# WHAT THE TASK ASKS:
Transcribe the data exactly, omitting whatever pictures it holds.
*** Opening RECORDS FOR THIS EXERCISE ***
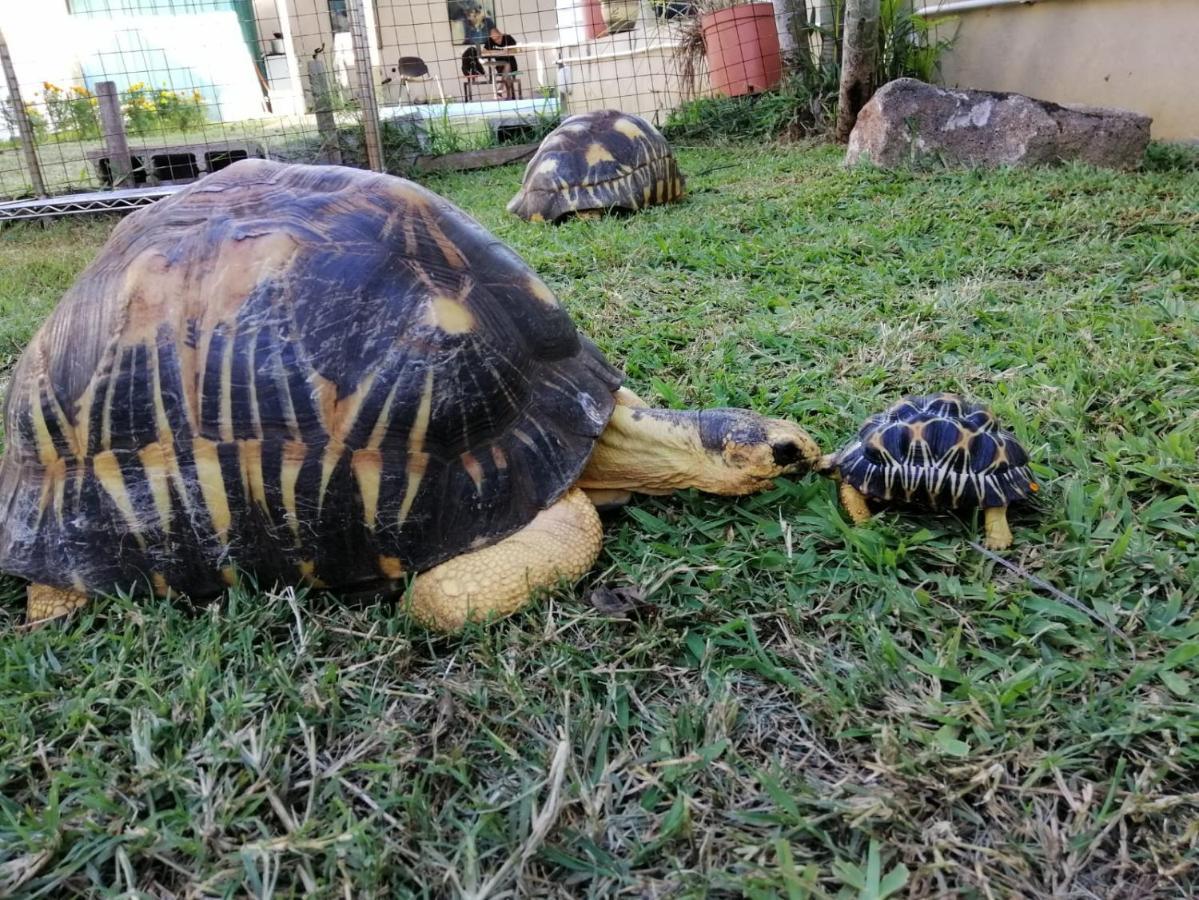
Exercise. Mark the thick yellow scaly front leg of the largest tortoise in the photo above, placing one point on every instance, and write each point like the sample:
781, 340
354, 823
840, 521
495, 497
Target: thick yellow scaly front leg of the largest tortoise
562, 542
*** Closing RECORDS FOR THIS EXERCISE ***
# TASK RESPONSE:
Exercise. Mark the thick yellow scaly front leg of the largest tortoise in the photo above, placing one point on every instance, and write each point like the sample:
781, 340
354, 823
840, 521
495, 497
Target: thick yellow scaly front leg of the largest tortoise
562, 542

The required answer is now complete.